▶ **Your objective**: Reproduce every line of the listing below, including the requests. Multiply each vertex coordinate in the outputs by 2.35 and round it to the nearest whole number, rounding halves up.

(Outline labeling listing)
>> begin

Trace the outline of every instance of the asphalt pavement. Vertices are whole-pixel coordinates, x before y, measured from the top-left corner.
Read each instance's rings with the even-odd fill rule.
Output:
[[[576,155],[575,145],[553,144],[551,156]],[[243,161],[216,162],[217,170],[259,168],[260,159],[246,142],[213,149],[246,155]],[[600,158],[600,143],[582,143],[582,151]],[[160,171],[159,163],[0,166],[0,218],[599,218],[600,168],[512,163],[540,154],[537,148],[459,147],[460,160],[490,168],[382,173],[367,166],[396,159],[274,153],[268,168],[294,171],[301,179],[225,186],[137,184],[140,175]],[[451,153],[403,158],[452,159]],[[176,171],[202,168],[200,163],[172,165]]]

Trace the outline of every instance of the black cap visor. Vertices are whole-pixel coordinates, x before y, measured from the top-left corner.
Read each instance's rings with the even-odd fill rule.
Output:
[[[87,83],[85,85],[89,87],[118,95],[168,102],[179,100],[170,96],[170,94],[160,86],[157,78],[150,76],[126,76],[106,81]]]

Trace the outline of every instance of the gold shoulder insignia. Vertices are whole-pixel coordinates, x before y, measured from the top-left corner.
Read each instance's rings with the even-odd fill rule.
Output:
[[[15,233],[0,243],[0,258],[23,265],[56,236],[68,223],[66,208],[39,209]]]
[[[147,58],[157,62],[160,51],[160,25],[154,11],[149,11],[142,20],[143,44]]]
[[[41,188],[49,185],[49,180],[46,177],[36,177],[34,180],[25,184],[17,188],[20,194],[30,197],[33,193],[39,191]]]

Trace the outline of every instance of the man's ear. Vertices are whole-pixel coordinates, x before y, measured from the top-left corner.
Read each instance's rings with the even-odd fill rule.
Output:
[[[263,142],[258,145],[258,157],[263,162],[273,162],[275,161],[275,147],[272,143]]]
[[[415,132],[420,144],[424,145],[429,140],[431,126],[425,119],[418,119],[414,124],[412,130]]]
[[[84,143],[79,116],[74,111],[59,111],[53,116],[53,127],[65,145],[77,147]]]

>> end

▶ **Answer for this exercise**:
Trace the outline of every instance of the asphalt pavement. Vertices are whole-pixel coordinates, x before y, measured from the top-left corner.
Read each instance's rings with the even-odd fill rule.
Output:
[[[1354,364],[1351,341],[1300,338],[1295,367]],[[571,378],[508,381],[510,400],[609,395],[611,374],[578,334],[501,350],[578,364]],[[1410,371],[1410,336],[1368,336],[1368,355]],[[376,402],[374,383],[0,390],[0,512],[1408,512],[1410,395],[1203,383],[1269,362],[1262,348],[1079,345],[1081,376],[1152,395],[898,407],[862,390],[931,374],[644,360],[630,395],[691,402],[707,421],[529,437],[322,432],[329,411]],[[1060,360],[947,371],[1062,374]],[[414,402],[475,395],[470,383],[404,388]]]

Trace the outline of every instance of the black cap visor. Vertices are whole-pixel coordinates, x before y, measured from the top-left corner.
Read each instance's rings with the even-odd fill rule.
Output:
[[[204,195],[200,200],[209,204],[277,223],[395,240],[421,235],[400,226],[400,221],[376,202],[369,183],[353,179],[296,179],[249,190]]]

Trace the outline of every instance of the gold shoulder insignia. Vertices are whole-pixel coordinates, x before y, measured from the top-left corner.
Read each instance's rings with the even-odd fill rule.
Output:
[[[35,548],[0,571],[0,606],[54,623],[132,555],[160,524],[155,489],[92,491]]]
[[[345,136],[369,146],[376,120],[376,59],[362,26],[350,26],[334,47],[336,103]]]
[[[96,442],[115,435],[115,423],[108,416],[85,416],[80,423],[59,432],[40,442],[47,456],[71,463],[78,454],[92,449]]]

Trace the outline of every instance of the man's ear. Vertices are whole-pixel coordinates, x before y, measured from the top-left corner.
Read each instance's rings with the even-odd fill rule.
Output:
[[[618,334],[606,341],[606,369],[618,381],[642,381],[646,378],[646,345],[639,336]]]
[[[975,310],[987,338],[996,341],[1008,329],[1013,296],[999,280],[982,280],[973,291],[968,306]]]
[[[197,336],[186,273],[174,261],[139,261],[125,273],[125,298],[153,341],[181,345]]]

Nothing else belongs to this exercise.